### List of tasks
1 - Answer these about the excerpt on brand journalism:
(a) What share of respondents to the CMI survey say they have an overall strategy?
(b) Whose Open Forum for small business is called a pioneer?
(c) What three things do real journalists do, according to the excerpt?
2 - In the excerpt on brand journalism, recast the paragraph beginning "Study the experts." as a short list that keeps its main facts.
3 - Reproduce part of the excerpt on brand journalism. Begin at the words "Make it part" and stop after "to the narrative.".

### Excerpt
[Start of section]
Make it part of a brand communications strategy.  Most marketers know this, but only 44% of those responding to a CMI’s survey say they have an overall strategy.  To be effective, brand journalism should be part of a broader communications program that delivers relevant stories to the right audiences through the most suitable channels.

Think like a journalist.  Or, hire one. Real journalists quote sources, back up assertions with data, and in general, don’t editorialize.  Brand journalism doesn’t have to hew to those standards, but supporting conclusions with sources and tapping outside experts adds credibility to the narrative.

Study the experts.  Plenty of businesses are doing a good job with content.  Many are large companies: American Express’s Open Forum for small business is a pioneer and a good role model. So are Cisco, Adobe, Virgin, GE, Red Bull, and Coke. Of course, these are huge brands with budgets to match.  But for small business examples, look no further than Birchbox, CorePower Yoga, Jeni’s Ice Cream, or Gibson Guitar’s Lifestyle blog.
[End of section]
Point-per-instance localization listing
[Start of section]
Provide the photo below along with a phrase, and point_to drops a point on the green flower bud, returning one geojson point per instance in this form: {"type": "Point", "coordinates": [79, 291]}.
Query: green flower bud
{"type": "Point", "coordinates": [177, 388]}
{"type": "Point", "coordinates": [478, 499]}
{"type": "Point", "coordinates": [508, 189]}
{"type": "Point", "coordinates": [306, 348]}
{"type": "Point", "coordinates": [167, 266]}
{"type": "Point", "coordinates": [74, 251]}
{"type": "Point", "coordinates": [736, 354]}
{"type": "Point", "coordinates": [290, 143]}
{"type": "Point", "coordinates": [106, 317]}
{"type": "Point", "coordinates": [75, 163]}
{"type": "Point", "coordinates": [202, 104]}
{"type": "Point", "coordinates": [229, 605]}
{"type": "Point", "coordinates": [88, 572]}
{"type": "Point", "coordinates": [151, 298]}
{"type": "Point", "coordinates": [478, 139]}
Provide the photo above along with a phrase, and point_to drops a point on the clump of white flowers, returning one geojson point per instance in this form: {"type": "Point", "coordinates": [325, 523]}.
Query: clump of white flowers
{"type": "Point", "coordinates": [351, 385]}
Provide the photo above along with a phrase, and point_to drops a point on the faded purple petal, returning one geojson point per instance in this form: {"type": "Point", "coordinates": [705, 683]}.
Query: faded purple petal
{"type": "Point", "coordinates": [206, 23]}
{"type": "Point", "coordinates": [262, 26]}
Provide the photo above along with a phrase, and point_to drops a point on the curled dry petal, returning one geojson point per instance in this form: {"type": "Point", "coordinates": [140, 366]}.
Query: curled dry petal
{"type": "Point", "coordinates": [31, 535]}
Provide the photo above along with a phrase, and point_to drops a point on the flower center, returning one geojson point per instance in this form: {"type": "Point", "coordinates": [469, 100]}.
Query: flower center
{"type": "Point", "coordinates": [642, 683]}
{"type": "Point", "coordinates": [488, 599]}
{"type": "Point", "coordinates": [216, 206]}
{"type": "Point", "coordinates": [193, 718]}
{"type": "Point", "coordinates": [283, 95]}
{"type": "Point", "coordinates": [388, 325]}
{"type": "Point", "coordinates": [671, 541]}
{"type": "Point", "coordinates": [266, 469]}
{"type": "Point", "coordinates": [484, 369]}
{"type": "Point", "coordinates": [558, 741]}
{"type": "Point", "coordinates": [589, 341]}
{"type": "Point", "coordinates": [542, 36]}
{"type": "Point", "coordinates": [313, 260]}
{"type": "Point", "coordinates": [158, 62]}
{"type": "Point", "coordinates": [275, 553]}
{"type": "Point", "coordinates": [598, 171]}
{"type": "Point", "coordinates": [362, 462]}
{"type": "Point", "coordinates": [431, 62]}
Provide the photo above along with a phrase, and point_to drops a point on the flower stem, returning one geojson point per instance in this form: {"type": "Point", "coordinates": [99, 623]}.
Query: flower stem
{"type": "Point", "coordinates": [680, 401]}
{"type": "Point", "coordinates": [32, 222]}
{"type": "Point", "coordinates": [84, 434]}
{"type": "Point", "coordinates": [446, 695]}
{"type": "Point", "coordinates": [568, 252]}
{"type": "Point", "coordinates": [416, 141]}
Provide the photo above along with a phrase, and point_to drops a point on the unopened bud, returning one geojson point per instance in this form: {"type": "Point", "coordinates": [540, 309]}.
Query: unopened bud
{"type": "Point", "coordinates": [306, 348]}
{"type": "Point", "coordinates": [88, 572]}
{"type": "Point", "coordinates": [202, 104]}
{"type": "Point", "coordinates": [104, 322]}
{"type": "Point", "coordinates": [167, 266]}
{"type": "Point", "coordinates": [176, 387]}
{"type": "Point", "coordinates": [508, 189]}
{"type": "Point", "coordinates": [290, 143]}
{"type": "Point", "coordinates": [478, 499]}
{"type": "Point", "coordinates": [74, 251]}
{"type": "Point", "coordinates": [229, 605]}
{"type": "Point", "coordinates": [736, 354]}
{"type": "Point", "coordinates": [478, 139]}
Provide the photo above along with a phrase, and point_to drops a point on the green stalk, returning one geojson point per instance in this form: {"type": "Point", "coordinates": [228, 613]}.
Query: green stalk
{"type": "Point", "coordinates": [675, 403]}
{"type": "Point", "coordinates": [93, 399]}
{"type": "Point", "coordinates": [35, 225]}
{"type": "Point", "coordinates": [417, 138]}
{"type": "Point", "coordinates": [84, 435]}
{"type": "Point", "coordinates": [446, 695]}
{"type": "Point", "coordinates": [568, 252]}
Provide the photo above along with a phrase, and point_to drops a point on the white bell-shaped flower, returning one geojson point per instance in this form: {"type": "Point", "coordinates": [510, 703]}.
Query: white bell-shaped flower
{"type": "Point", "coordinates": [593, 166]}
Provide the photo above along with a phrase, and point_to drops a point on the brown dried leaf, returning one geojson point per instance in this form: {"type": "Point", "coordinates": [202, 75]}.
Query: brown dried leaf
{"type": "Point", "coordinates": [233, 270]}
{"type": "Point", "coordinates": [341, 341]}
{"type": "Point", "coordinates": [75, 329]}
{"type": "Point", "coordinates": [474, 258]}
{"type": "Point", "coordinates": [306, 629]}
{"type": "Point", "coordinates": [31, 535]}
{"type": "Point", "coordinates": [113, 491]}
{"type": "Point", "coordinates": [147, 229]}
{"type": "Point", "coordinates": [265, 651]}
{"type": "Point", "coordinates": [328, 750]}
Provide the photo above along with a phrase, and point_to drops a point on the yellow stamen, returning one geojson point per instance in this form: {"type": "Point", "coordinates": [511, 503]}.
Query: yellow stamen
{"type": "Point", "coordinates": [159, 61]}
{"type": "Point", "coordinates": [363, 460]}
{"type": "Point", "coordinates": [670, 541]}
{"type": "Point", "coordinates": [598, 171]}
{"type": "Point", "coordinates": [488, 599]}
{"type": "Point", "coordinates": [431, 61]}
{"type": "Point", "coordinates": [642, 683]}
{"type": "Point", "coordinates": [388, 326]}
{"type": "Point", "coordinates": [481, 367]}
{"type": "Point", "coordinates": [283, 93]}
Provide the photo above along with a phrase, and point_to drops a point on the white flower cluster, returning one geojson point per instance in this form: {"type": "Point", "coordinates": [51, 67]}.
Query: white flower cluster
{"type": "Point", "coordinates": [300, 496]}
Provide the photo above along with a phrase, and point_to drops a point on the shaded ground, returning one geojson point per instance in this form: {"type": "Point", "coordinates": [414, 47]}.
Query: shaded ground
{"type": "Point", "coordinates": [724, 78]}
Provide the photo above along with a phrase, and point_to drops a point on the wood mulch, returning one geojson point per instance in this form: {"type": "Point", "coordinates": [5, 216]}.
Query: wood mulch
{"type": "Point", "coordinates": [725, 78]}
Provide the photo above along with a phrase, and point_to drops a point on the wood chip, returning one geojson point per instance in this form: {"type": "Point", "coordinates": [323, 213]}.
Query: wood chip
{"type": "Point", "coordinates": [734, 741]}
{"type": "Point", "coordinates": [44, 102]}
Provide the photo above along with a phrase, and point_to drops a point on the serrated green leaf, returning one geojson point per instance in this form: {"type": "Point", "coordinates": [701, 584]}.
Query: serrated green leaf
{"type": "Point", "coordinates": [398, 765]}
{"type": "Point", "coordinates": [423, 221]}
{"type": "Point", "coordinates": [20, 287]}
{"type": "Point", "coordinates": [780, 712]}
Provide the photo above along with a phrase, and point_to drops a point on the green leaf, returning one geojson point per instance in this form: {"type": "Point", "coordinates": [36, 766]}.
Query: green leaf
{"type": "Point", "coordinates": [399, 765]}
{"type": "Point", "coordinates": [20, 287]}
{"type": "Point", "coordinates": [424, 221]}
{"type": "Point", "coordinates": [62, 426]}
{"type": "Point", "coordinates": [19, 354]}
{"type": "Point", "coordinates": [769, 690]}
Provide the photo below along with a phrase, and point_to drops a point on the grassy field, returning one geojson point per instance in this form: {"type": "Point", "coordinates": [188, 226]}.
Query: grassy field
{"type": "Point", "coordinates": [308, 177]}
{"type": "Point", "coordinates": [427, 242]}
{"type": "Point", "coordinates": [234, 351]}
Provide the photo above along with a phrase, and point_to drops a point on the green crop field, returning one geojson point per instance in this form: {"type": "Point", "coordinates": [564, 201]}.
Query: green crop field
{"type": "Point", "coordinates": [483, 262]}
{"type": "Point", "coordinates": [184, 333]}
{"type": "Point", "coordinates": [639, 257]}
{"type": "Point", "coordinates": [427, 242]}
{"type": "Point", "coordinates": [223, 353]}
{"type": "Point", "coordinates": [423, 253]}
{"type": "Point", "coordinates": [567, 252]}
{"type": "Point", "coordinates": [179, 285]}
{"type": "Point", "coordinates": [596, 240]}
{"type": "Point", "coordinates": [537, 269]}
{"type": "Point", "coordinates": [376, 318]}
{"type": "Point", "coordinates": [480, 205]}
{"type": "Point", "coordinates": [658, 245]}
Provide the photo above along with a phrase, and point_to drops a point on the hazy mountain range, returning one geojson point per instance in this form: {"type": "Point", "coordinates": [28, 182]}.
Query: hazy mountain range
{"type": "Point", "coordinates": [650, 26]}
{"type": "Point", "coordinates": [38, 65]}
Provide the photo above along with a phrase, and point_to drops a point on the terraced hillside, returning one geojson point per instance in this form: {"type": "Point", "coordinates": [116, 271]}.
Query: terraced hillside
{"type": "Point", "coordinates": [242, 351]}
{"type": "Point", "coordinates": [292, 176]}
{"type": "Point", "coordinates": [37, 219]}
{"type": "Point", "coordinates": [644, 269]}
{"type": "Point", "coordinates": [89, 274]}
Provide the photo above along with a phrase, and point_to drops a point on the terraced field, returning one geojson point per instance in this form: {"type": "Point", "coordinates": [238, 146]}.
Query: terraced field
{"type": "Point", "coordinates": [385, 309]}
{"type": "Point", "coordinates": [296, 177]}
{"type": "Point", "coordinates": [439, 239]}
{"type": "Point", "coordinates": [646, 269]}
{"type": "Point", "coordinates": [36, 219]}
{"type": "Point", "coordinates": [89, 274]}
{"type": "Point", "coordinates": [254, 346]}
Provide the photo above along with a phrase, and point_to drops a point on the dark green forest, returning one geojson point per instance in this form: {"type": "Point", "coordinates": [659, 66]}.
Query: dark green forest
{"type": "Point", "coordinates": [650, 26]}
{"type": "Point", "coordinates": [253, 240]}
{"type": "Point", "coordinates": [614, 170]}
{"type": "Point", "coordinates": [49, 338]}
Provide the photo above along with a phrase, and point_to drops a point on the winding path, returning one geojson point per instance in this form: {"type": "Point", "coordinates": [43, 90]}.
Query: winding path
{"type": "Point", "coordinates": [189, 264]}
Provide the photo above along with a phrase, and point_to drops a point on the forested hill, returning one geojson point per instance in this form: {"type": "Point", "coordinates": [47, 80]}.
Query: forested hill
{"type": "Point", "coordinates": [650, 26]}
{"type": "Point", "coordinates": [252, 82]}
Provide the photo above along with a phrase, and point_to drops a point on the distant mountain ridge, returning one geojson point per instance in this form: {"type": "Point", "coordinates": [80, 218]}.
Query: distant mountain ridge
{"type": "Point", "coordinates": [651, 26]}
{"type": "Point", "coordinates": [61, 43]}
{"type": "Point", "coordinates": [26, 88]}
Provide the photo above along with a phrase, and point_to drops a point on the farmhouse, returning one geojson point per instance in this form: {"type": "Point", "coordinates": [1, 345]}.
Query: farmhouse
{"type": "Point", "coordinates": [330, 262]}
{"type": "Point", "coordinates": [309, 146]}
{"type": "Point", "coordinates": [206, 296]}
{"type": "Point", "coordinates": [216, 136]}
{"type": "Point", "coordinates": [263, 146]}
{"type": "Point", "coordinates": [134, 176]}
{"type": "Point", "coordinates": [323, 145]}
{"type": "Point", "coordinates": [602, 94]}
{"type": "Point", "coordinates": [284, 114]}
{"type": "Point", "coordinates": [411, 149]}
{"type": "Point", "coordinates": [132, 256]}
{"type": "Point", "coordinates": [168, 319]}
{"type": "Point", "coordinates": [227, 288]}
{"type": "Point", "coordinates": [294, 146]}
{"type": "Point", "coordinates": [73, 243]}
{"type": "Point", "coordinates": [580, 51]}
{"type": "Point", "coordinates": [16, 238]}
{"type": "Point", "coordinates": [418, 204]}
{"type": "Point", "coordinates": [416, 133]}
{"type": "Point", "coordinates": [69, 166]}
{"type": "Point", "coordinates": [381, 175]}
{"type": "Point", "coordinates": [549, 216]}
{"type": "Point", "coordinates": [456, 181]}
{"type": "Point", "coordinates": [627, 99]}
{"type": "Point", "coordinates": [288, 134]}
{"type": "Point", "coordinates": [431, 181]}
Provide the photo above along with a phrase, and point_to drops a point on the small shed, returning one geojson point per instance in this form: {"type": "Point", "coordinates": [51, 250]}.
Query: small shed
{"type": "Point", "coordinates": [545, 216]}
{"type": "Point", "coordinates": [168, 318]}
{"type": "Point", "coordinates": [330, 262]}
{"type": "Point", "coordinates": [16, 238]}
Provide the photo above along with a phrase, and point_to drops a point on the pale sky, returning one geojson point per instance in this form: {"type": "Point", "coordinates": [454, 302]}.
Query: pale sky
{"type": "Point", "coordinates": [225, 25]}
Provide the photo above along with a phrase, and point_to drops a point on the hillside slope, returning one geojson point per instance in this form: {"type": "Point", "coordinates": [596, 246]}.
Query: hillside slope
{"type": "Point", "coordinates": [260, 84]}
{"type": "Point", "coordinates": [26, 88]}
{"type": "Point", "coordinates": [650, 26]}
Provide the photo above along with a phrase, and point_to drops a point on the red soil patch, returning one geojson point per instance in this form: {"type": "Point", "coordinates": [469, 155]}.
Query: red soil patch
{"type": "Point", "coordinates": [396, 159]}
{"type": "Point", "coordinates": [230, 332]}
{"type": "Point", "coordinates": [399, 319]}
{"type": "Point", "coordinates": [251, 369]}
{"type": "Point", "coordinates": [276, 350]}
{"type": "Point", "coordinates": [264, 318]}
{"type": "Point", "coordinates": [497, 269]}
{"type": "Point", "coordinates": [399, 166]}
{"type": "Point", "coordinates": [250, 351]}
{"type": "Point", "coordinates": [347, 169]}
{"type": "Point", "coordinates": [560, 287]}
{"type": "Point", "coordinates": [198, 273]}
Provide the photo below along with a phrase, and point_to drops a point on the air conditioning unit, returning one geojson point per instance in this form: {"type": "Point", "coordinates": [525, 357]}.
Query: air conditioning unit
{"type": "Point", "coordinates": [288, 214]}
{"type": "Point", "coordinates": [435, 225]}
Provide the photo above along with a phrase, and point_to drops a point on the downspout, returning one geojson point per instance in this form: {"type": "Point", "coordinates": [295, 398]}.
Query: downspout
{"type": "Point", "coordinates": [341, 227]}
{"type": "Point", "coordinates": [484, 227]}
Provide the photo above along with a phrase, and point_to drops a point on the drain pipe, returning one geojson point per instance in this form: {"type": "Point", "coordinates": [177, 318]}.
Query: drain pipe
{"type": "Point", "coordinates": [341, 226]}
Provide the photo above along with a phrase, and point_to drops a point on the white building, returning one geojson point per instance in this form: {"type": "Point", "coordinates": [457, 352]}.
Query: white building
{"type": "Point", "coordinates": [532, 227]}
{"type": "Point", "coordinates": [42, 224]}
[End of section]
### Responses by task
1 -
(a) 44%
(b) American Express's
(c) They quote sources, back up assertions with data, and in general don't editorialize.

2 -
- Many businesses do content well, and studying them helps.
- Large-company models: American Express's Open Forum for small business (a pioneer), Cisco, Adobe, Virgin, GE, Red Bull, and Coke, though these are huge brands with big budgets.
- Small-business examples: Birchbox, CorePower Yoga, Jeni's Ice Cream, and Gibson Guitar's Lifestyle blog.

3 -
Make it part of a brand communications strategy.  Most marketers know this, but only 44% of those responding to a CMI’s survey say they have an overall strategy.  To be effective, brand journalism should be part of a broader communications program that delivers relevant stories to the right audiences through the most suitable channels.

Think like a journalist.  Or, hire one. Real journalists quote sources, back up assertions with data, and in general, don’t editorialize.  Brand journalism doesn’t have to hew to those standards, but supporting conclusions with sources and tapping outside experts adds credibility to the narrative.